▶ SOURCE PASSAGE:

_____

The site was carefully moved away from the sea [Pic: EASE Archaeology]
A Bronze Age building has been saved from destruction by the sea after a team of archaeologists moved it brick by brick to a safe location.
The 3,500 year old building was discovered during excavations on the island of Bressay in the Shetlands.
Concerned that the ancient site was under threat from coastal erosion, archaeologists decided to move it.
They dismantled, photographed and numbered each stone before carrying them carefully to their new location.
The ancient building at Cruester is thought to be linked to a nearby burnt mound, a large heap of fire-damaged stones thought to be once used for feasts, baths or saunas.
Burnt mounds are quite common throughout Britain and Ireland, but very few of them have been found with associated structures, giving the Bressay building special archaeological significance.
It was discovered during excavations in 2000 which located a series of dry-stone walled cells, connected by two corridors.
At the end of one corridor was a hearth cell, thought to have been used for heating stones, while at the other end was a tank sunk into the ground and constructed of large slabs of stone which is thought to have been used for boiling meat.
Archaeologists from St Andrews University worked alongside local volunteers for three months to move the building and then rebuild at a site next to the Bressay Heritage Centre.
John Scott, vice chairman of the Bressay History Group, said: "They numbered every stone in the structure, took very detailed photographs and measurements and that is how we managed to reconstruct it in exactly the same form.
"We probably moved about 60 tonnes of stone altogether so it has had the nice attraction of being a bit of a daft project but it worked and I think it has turned out to be a really good community project."
St Andrews University archaeologist Tom Dawson said: "Coastal erosion is threatening thousands of sites around Scotland, and the local group here came up with a novel idea for dealing with the problem.
"Although this approach isn't practical everywhere, it is great to have had the chance to give new life to this particular site and make it accessible to future generations, while also learning something new, not just about Cruester, but about burnt mounds in general.
"This has been a fantastic project, and it would not have been possible without the great support that we have had from so many members of the local community. Seeing the stones from the original building being transported away in a fleet of tractors was a fantastic sight."
The building will be officially opened to the public at its new site on Saturday by local MSP Tavish Scott.

_____

[Collection entries]
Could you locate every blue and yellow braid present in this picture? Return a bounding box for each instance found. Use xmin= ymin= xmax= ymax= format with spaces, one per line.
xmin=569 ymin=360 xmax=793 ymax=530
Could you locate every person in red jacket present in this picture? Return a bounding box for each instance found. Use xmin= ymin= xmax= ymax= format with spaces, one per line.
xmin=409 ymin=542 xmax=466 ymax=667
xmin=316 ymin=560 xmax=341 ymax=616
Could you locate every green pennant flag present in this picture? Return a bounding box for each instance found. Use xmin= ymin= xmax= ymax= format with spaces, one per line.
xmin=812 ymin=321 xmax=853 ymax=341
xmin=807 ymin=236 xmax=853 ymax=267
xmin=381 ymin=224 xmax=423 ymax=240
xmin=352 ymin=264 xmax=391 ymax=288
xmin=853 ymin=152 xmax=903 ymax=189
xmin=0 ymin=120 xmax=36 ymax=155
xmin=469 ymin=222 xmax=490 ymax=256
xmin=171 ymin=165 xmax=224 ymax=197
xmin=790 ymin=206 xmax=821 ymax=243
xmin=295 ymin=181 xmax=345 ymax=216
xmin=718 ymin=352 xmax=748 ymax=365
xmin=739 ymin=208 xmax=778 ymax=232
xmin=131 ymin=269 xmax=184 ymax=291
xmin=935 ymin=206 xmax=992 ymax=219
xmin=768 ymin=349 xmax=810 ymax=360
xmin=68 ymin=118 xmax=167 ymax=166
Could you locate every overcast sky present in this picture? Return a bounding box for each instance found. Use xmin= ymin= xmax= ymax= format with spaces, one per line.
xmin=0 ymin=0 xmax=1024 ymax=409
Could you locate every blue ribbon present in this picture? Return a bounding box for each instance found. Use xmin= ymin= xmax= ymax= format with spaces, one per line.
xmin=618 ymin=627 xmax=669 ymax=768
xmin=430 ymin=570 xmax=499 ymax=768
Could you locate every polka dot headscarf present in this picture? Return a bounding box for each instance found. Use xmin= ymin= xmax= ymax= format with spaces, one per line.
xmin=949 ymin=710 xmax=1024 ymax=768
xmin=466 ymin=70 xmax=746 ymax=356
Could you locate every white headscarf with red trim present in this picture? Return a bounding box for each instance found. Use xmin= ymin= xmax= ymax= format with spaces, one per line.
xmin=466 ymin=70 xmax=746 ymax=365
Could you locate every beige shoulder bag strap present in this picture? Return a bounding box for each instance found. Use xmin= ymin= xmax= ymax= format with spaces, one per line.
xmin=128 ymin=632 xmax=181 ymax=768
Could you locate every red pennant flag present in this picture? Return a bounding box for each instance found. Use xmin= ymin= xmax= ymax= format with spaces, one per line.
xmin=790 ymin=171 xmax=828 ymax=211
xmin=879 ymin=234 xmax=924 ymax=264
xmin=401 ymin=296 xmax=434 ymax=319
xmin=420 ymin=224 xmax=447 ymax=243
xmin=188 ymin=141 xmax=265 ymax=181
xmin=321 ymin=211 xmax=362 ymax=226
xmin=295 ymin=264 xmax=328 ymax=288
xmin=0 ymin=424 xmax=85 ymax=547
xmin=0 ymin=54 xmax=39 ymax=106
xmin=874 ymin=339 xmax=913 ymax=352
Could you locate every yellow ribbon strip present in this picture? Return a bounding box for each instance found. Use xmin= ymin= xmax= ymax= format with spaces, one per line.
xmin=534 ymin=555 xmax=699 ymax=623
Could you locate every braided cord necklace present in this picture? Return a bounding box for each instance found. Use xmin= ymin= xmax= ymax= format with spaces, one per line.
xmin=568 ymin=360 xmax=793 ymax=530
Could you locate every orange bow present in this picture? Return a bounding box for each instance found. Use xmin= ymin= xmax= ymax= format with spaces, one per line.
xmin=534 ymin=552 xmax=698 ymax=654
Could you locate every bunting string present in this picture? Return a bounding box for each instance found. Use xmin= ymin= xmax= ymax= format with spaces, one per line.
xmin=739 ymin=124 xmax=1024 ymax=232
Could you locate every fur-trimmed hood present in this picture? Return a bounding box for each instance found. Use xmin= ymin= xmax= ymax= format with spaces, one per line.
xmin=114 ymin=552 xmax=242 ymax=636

_____

▶ WORK REQUEST 1: Summarize the text on the Bressay Bronze Age building in two sentences.
▶ WORK REQUEST 2: According to the text on the Bressay building, what is the tank at the end of one corridor thought to have been used for?

▶ SOLUTION 1: Archaeologists saved a 3,500-year-old Bronze Age building on the Shetland island of Bressay from coastal erosion by dismantling, photographing and numbering each stone, then moving it to a new location. Working with local volunteers for three months, St Andrews University archaeologists rebuilt the structure next to the Bressay Heritage Centre, where it will be officially opened to the public.

▶ SOLUTION 2: Boiling meat.